**Provided records:**
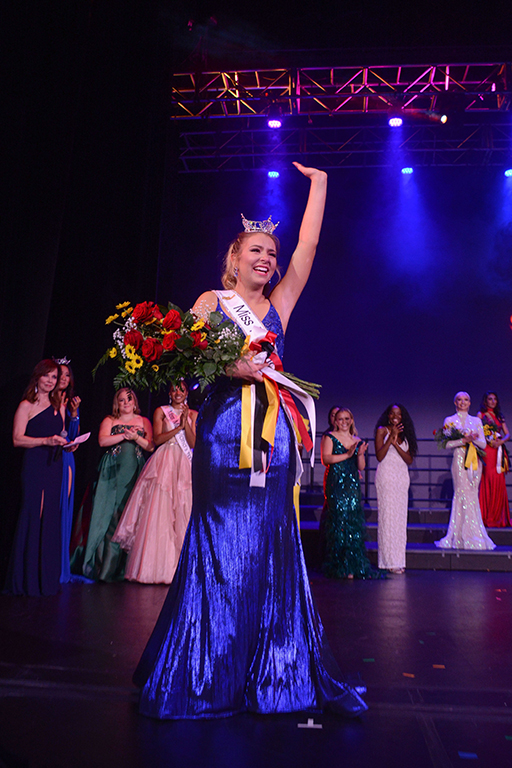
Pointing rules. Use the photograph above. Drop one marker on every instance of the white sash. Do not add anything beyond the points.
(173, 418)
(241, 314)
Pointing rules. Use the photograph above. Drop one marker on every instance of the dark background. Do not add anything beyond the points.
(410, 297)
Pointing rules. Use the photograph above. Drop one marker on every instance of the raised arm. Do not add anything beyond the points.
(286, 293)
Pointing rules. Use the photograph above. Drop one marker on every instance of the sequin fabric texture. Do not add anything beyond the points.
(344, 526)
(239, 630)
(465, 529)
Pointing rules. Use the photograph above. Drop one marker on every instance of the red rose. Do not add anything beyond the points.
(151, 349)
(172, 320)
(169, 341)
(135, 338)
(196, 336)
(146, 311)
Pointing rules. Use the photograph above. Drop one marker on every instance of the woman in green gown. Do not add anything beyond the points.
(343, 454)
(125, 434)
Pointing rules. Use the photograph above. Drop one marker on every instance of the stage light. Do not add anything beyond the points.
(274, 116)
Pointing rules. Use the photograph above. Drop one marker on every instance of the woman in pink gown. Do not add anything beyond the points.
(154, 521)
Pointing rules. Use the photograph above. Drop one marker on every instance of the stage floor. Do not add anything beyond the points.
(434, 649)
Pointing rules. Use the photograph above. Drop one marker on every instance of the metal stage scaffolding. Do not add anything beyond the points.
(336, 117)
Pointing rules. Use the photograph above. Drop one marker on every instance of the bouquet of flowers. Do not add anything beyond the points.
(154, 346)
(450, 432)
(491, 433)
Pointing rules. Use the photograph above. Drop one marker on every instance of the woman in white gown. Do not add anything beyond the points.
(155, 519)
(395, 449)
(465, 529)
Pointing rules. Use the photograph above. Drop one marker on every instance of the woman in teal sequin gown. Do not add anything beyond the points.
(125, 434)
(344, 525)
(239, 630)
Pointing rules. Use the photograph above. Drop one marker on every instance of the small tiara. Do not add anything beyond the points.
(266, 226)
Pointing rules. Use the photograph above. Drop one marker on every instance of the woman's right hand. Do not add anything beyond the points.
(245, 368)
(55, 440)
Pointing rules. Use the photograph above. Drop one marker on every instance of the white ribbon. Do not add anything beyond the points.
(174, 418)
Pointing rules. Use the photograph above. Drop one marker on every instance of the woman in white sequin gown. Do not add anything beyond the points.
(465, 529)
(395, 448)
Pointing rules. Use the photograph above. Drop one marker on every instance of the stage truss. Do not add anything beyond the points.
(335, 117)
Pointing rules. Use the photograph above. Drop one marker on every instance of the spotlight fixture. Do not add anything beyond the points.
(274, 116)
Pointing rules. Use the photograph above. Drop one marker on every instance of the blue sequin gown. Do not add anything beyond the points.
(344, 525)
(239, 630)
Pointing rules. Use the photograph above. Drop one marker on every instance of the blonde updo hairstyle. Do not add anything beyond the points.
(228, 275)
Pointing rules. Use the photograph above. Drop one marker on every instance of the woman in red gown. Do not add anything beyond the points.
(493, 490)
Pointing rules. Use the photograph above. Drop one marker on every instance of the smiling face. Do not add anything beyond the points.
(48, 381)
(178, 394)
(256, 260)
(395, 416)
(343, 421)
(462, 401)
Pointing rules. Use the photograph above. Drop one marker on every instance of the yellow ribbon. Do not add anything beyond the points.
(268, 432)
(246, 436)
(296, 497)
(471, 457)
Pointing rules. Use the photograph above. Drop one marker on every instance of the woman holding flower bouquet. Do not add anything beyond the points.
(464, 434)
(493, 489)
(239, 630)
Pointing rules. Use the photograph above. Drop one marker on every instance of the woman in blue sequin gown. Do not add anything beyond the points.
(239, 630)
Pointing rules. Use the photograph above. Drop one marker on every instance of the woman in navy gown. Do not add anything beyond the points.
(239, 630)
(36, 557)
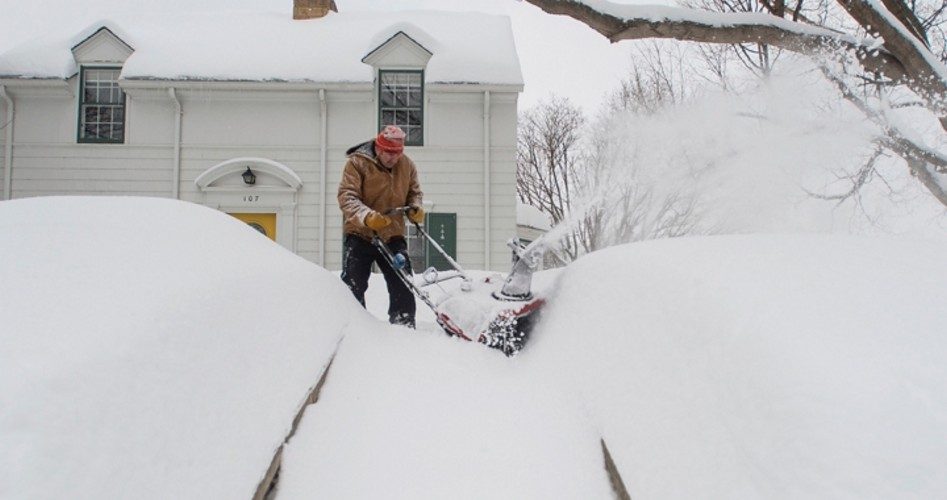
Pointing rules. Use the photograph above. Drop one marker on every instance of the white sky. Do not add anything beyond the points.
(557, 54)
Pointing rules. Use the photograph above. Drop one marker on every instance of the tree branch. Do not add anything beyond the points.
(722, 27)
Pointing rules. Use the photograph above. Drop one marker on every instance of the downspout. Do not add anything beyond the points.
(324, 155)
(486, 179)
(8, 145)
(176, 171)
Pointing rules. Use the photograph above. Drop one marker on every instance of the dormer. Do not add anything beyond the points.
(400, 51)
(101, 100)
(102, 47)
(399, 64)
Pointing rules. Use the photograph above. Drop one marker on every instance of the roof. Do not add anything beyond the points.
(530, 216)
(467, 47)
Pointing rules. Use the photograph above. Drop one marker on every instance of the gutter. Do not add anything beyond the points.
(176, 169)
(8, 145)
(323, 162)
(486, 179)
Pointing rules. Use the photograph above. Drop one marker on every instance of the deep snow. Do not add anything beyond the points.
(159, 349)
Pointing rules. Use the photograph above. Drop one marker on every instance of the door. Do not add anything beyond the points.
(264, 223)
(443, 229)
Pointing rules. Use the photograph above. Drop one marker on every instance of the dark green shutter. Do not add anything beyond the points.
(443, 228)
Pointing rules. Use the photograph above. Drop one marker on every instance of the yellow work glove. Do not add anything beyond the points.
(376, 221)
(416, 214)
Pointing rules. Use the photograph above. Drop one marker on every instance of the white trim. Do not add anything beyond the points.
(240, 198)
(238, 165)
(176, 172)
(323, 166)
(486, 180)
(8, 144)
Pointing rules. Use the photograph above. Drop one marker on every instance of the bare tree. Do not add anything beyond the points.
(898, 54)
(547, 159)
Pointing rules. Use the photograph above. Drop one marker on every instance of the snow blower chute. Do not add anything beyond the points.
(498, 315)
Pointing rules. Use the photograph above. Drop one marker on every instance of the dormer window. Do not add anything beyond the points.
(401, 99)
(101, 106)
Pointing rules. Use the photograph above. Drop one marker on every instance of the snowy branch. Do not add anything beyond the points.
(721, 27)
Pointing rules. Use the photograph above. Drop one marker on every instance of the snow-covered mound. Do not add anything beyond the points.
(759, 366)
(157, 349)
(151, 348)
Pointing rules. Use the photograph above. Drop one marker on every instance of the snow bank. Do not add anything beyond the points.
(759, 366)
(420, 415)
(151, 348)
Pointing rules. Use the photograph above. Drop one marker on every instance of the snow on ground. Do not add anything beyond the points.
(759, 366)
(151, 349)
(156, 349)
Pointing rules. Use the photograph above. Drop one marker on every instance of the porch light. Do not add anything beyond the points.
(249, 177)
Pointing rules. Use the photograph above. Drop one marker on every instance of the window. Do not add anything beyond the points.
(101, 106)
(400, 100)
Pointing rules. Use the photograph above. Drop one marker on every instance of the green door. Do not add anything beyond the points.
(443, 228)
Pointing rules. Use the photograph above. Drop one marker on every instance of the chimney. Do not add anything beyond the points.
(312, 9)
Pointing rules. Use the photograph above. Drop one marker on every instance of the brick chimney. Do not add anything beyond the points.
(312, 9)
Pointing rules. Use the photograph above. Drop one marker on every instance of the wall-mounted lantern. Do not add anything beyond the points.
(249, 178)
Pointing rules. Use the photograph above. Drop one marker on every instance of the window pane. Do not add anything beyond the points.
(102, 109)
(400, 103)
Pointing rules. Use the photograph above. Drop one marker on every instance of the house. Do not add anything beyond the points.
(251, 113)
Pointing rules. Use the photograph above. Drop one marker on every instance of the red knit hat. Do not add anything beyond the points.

**What to work on:** Leave the images behind and write out every entry exactly.

**Response to the exercise:**
Pointing rules. Use the photograph above. Drop one marker on every instance of the white sash. Do not add anything beyond the points.
(173, 418)
(241, 314)
Pointing rules. Use the photograph above. Drop one marker on every instance of the dark background. Do not add anything beyond the points.
(410, 297)
Pointing rules. Use the photograph above. Drop one marker on every instance of the raised arm. Do not add anything beyond the points.
(286, 293)
Pointing rules. Use the photograph above. Drop one marker on every instance of the sequin fabric texture. Do not add anything beyond the points.
(344, 526)
(239, 630)
(465, 529)
Pointing rules. Use the photograph above. Drop one marker on every instance of the red rose. Do not add anything beyond the points.
(151, 349)
(172, 320)
(169, 341)
(135, 338)
(196, 336)
(146, 311)
Pointing rules. Use the photograph above. Drop one marker on every instance of the woman in green gown. Do not add anything beyond the points.
(343, 454)
(125, 434)
Pointing rules. Use the photograph above. Drop one marker on every instance of the stage light. Do not add anything beyond the points.
(274, 116)
Pointing rules. Use the photograph above. Drop one marker on every instance of the woman in pink gown. Do not add anything beyond the points.
(154, 521)
Pointing rules. Use the photograph above. Drop one marker on every instance of the stage floor. Do not add anything beyond the points.
(434, 649)
Pointing rules. Use the photograph above. Drop one marker on every instance of the metal stage scaffolding. Do not add anything beyond the points.
(336, 117)
Pointing rules. Use the photograph above. Drop one marker on every instance of the bouquet of flowers. Do not add anything beyond the points.
(154, 346)
(450, 432)
(491, 433)
Pointing rules. Use the photograph above. Drop one marker on every instance of the woman in white gown. Do not add anything beyond the points.
(155, 519)
(395, 449)
(465, 529)
Pointing rules. Use the photograph above. Drop one marker on every instance of the woman in teal sequin gown. Do not add anything beyond the points.
(125, 434)
(344, 525)
(239, 630)
Pointing rules. Use the photograph above. Drop one marker on every instance of the small tiara. Do not add anything beyond the points.
(266, 226)
Pointing rules. Use the photograph above. Drop one marker on every instance of the woman's right hand. Do not add anything beyond the points.
(245, 368)
(55, 440)
Pointing rules. Use the photograph above. Drop one marker on every instance of the white ribbon. Do not add anything beyond the points.
(174, 418)
Pointing rules. Use the photograph above. Drop one marker on every instance of the woman in white sequin gown. Do not add anything beyond the points.
(465, 529)
(395, 448)
Pointing rules. Use the photograph above. Drop one marker on every instance of the stage truss. Do not add anything beyond the points.
(335, 117)
Pointing rules. Use the photograph above. Drop one marker on every instance of the spotlight fixture. Do not add anything beyond the points.
(274, 116)
Pointing rules. Use the photograph above. Drop one marker on every instance of the blue sequin gown. Do not add anything beyond the points.
(344, 525)
(239, 630)
Pointing rules. Use the photograph above. Drop one marker on every instance of the blonde updo hairstyle. Do not add anything beyond the points.
(228, 275)
Pointing rules. Use the photograph above. Drop one marker on every instance of the woman in red gown. Do not add anything beyond the points.
(493, 490)
Pointing rules. Use the photograph above. Drop one marker on every instance of the smiling face. Do not add anything beyond the points.
(48, 381)
(178, 394)
(256, 260)
(395, 416)
(343, 421)
(462, 401)
Pointing rules. Use the photograph above. Drop one marker on every instance of the yellow ribbon. Do not add anything beyond the points.
(268, 432)
(246, 436)
(296, 497)
(471, 457)
Pointing rules. Use the photograph above. Drop one marker on every instance of the woman holding flower bouquet. Do not add anything beyond the points.
(464, 434)
(493, 489)
(239, 630)
Pointing rules. Use the photograph above. Drop one marker on every instance of the woman in blue sequin gown. Do not add anything beyond the points.
(239, 630)
Pointing rules. Use the photograph above. Drop one marker on every instance of the woman in navy gown. Do not add anything beyond the points.
(239, 630)
(36, 557)
Pointing rules. Use the photograph above. Drop one marker on every instance of the white sky. Do not add anything beyond the points.
(557, 54)
Pointing rules. Use the photograph above. Drop one marker on every instance of the tree branch. Do not add anything beyond the points.
(722, 27)
Pointing rules. Use the photograph above. Drop one marker on every instance of the downspout. Do not add anything beyond the points.
(324, 155)
(486, 179)
(8, 145)
(176, 171)
Pointing rules. Use the photograph above. Drop one marker on every instance of the dormer. Do not add anything beyond the points.
(400, 51)
(101, 100)
(102, 47)
(399, 64)
Pointing rules. Use the photograph above. Drop one marker on every instance of the roof. Do not add anything beyond the points.
(530, 216)
(467, 47)
Pointing rules. Use the photograph above. Drop one marker on every instance of the gutter. Do not add anything beyond the points.
(176, 169)
(8, 145)
(323, 162)
(486, 179)
Pointing rules. Use the photograph above. Drop one marker on every instance of the deep snow. Do not add anything beyond the points.
(159, 349)
Pointing rules. Use the photograph above. Drop one marker on every instance of the door. Do not add anything beyond the points.
(264, 223)
(443, 229)
Pointing rules. Use the photograph above. Drop one marker on every instance of the dark green shutter. Do not add anything beyond the points.
(443, 228)
Pointing rules. Use the photograph above. Drop one marker on every instance of the yellow work glove. Do not add anything beyond the points.
(376, 221)
(416, 214)
Pointing rules. Use the photograph above. Drop one marker on every instance of the white trim. Do not add anything beyond the points.
(240, 198)
(238, 165)
(176, 172)
(323, 166)
(486, 180)
(8, 144)
Pointing rules. Use the photograph above. Drop one marker on every instance of the bare tree. Do not add anything beyond the points.
(898, 54)
(547, 159)
Pointing rules. Use the photograph above. Drop one marker on every instance of the snow blower chute. Do not add anything beyond the points.
(498, 315)
Pointing rules. Use the photograph above. Drop one marker on every instance of the dormer window. Do not add anything beyond the points.
(401, 99)
(101, 106)
Pointing rules. Use the photograph above. Drop one marker on every instance of the snowy branch. Do not add anything beyond the points.
(721, 27)
Pointing rules. Use the photograph above. Drop one marker on every instance of the snow-covered mound. Do not add anything beyond the points.
(759, 366)
(157, 349)
(151, 348)
Pointing rules. Use the photograph above. Drop one marker on every instance of the snow bank. Do not add anything beyond the points.
(759, 366)
(420, 415)
(151, 348)
Pointing rules. Use the photograph above. Drop one marker on every instance of the snow on ground. Do not add anything beyond the points.
(759, 366)
(151, 349)
(156, 349)
Pointing rules. Use the photograph above. Drop one marker on every instance of the porch light. Do not add anything beyond the points.
(249, 177)
Pointing rules. Use the photograph above. Drop one marker on every instance of the window. Do not add anything beyond the points.
(101, 106)
(400, 100)
Pointing rules. Use the photograph above. Drop one marker on every instance of the green door. Do not add anything beyond the points.
(443, 228)
Pointing rules. Use the photograph above. Drop one marker on every instance of the chimney. Do not add anything beyond the points.
(312, 9)
Pointing rules. Use the photograph above. Drop one marker on every instance of the brick chimney. Do not add anything beyond the points.
(312, 9)
Pointing rules. Use the photograph above. Drop one marker on every instance of the wall-mounted lantern. Do not add anything beyond the points.
(249, 178)
Pointing rules. Use the photograph above. Drop one marker on every instance of the window pane. Do not add anything beyond the points.
(102, 109)
(400, 103)
Pointing rules. Use the photograph above. Drop one marker on every instance of the house. Do not add anything beyond the points.
(251, 113)
Pointing rules. Use the photograph above. Drop one marker on every instance of the red knit hat. Do not add anything beyond the points.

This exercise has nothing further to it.